§ WHAT TO DO:
Continue the post below about the slow UPDATE query on the ID-tracking table, starting right after its last sentence.

§ ARTICLE:
Our monitoring tool identified the below slow running query which often has inacceptable response times, causing outages occasionally in the past days.

This is a small table, an in-house sequence implementation basically (legacy application) keeping track of unique IDs per other tables:

CREATE TABLE ids_for_records
(
  tableid integer NOT NULL,
  id bigint NOT NULL,
  CONSTRAINT ids_for_records_pk PRIMARY KEY (tableid)
)
WITH (
  OIDS=FALSE
);

This table has around ~200 records only. Our webapp nodes use this query to get a batch of IDs exclusively for themselves to be used:

UPDATE ids_for_records
SET id = id + <batchsize>
WHERE tableid = <unique-internal-table-id>
RETURNING id;

I'd need to find out why the performance of this above query dropped in the past days significantly: it's around 1sec on average, but sometimes taking 30-60secs also. During high load, all nodes are performing the exact same queries on multiple connections in parallel.

§ SUPPLIED RECORDS:
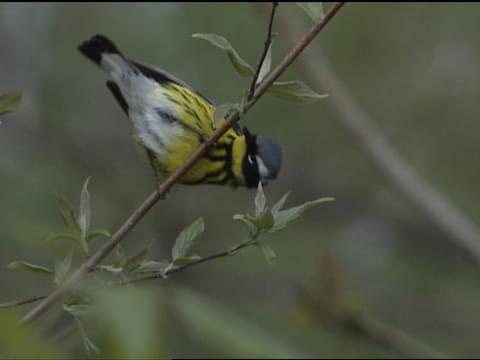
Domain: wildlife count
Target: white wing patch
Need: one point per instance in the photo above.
(149, 109)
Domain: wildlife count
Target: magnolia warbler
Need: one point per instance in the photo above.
(171, 119)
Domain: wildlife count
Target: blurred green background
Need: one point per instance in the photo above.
(370, 254)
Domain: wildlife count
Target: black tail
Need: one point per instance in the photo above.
(96, 47)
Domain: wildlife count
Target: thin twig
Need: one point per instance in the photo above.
(149, 275)
(157, 275)
(358, 123)
(138, 214)
(268, 42)
(22, 302)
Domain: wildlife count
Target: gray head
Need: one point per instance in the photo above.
(262, 161)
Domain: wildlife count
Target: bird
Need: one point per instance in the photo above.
(170, 120)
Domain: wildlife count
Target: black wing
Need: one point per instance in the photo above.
(161, 76)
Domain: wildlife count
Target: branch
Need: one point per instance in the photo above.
(158, 275)
(268, 42)
(358, 123)
(150, 275)
(22, 302)
(138, 214)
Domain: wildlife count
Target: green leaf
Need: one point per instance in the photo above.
(76, 310)
(9, 102)
(266, 66)
(222, 111)
(295, 91)
(58, 236)
(240, 65)
(120, 257)
(185, 239)
(62, 267)
(186, 260)
(260, 200)
(68, 215)
(29, 267)
(134, 261)
(85, 212)
(283, 218)
(313, 9)
(110, 268)
(279, 204)
(265, 220)
(97, 232)
(154, 266)
(268, 252)
(90, 348)
(248, 222)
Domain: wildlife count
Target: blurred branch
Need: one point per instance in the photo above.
(138, 214)
(388, 335)
(148, 275)
(358, 123)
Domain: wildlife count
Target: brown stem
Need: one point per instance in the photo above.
(22, 302)
(147, 276)
(156, 275)
(172, 179)
(268, 42)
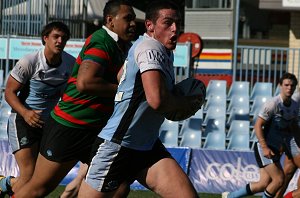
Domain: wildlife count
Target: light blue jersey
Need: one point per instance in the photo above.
(134, 124)
(43, 84)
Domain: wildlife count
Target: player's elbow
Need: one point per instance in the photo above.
(81, 86)
(155, 103)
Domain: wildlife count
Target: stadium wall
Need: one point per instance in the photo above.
(211, 171)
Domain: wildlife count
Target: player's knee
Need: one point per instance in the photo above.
(278, 181)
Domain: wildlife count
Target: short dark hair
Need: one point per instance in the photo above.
(55, 25)
(112, 7)
(155, 6)
(288, 76)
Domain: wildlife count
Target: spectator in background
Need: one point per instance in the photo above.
(274, 129)
(129, 147)
(87, 102)
(33, 88)
(291, 164)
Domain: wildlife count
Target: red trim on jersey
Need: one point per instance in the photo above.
(72, 80)
(97, 52)
(78, 60)
(98, 107)
(88, 40)
(68, 117)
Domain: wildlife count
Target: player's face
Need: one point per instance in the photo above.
(166, 28)
(124, 23)
(288, 87)
(56, 41)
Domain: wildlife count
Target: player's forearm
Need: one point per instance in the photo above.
(98, 87)
(15, 103)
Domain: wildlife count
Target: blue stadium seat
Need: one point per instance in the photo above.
(1, 78)
(277, 90)
(198, 114)
(240, 88)
(238, 114)
(215, 141)
(192, 124)
(253, 120)
(214, 126)
(239, 142)
(216, 87)
(261, 89)
(214, 101)
(168, 133)
(238, 127)
(258, 103)
(191, 139)
(238, 102)
(214, 113)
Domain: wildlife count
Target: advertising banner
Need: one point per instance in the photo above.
(213, 171)
(3, 48)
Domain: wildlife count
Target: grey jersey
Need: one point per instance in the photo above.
(43, 84)
(134, 124)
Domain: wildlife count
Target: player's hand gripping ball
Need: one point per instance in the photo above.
(196, 92)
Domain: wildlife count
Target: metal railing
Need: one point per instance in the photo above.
(265, 64)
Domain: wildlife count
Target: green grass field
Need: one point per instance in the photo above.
(138, 194)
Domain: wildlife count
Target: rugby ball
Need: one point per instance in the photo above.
(188, 87)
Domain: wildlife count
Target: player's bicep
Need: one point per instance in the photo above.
(154, 87)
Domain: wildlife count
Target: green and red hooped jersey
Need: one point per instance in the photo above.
(79, 110)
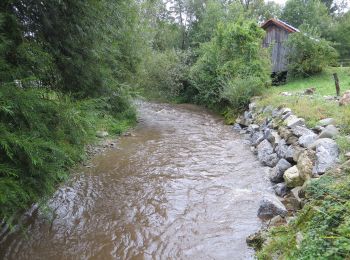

§ REPLY:
UPDATE: Querying information on locks (from pg_lock, pg_class and pg_stat_activity) being held by a single (slow) query showed that it's the exact same query from other transactions, that are being waited for. So we have simultaneous transactions trying to update (increment the ID value) the same row, thus one active with all needed locks blocks all the other ones.

The database is healthy otherwise, our operations team found no issues at all regarding storage, memory or connections; another table's size recently reached 64GB however, which might relate.

Does anyone has any idea what could cause such a performance degradation? Same load as before, but this bottleneck query is ~5× slower than before.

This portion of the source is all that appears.